Task objective:
Return, unchanged, the lines of the data below from the line with "Keypoint guideline: for each instance of the woman in" through the end of the data, with both ends included.

Supplied entries:

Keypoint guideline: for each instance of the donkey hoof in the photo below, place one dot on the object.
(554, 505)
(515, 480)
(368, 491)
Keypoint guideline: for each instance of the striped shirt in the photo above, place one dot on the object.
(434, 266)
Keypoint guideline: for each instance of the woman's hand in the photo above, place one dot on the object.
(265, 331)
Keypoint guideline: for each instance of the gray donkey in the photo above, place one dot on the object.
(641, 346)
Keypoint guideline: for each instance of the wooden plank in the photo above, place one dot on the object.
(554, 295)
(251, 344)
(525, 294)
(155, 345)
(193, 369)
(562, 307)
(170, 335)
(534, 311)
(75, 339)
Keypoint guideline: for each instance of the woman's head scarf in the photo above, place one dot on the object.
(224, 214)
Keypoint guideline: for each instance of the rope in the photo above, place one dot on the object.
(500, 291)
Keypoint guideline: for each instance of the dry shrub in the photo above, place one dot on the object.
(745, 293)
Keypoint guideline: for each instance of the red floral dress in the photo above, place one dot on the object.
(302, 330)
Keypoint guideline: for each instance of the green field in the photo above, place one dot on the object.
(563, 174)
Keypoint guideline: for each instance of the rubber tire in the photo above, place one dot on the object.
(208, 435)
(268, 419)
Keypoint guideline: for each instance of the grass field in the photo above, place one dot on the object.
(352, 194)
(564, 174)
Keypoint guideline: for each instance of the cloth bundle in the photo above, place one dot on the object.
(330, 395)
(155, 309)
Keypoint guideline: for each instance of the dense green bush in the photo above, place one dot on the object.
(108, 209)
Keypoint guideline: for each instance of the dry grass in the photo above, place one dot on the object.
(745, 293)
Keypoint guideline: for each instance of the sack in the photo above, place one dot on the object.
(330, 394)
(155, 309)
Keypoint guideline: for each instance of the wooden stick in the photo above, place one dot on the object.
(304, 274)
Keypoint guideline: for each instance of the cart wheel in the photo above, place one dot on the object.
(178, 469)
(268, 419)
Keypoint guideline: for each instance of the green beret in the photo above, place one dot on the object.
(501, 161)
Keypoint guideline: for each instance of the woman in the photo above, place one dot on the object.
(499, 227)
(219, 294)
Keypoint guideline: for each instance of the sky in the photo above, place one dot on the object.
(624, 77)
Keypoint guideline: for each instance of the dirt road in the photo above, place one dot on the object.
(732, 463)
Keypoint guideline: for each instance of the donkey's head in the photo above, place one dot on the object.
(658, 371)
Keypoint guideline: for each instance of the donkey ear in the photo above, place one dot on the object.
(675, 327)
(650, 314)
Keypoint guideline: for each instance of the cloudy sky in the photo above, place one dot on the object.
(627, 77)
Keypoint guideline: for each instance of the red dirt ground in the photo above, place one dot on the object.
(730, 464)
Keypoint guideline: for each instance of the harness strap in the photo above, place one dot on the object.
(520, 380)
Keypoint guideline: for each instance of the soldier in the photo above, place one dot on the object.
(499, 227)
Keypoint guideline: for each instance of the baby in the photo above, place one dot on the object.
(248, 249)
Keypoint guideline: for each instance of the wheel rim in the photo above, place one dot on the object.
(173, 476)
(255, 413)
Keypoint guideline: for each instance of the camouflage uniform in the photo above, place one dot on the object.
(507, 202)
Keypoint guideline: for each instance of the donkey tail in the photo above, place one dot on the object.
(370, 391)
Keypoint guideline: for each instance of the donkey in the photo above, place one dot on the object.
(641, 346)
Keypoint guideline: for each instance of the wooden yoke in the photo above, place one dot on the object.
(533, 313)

Solution for this task:
Keypoint guideline: for each instance of the woman in the photo above, place one dot on the object.
(499, 227)
(219, 294)
Keypoint guideline: for each instance of the sky in the photo above, place one dot on the object.
(624, 77)
Keypoint guideline: for each instance of the dirt road in the photo above, place one dot on the object.
(732, 463)
Keypoint guideline: for each instance of the donkey's head in the photo above, place one dot on the object.
(658, 371)
Keypoint guideline: for each instance of the donkey ear in the photo above, place one dot on the object.
(675, 327)
(650, 314)
Keypoint guideline: for each instance of the cloudy sky in the photo above, place one dot on the object.
(627, 77)
Keypoint guideline: for each instance of the red dirt ground in the photo above, place one dot on the object.
(730, 464)
Keypoint guideline: for each instance of the harness strap in the photo above, place one dot on the object.
(520, 380)
Keypoint guideline: for each instance of the soldier in the photo above, place one dot on the object.
(499, 227)
Keypoint guideline: for each instance of the baby in the photo above, place one dot on the object.
(248, 249)
Keypoint guideline: for each instance of the wheel rim in the photo above, place one dot on the object.
(173, 476)
(255, 413)
Keypoint guideline: for each instance of the camouflage uniform in the photo above, place one dot on the object.
(507, 202)
Keypoint guideline: for each instance of the donkey tail in the photo above, place one dot on the object.
(370, 391)
Keypoint guideline: for each instance of the donkey in the photo above, place one dot on the object.
(641, 346)
Keypoint guideline: for each instance of the wooden yoke in the photo above, place one dot on the object.
(533, 313)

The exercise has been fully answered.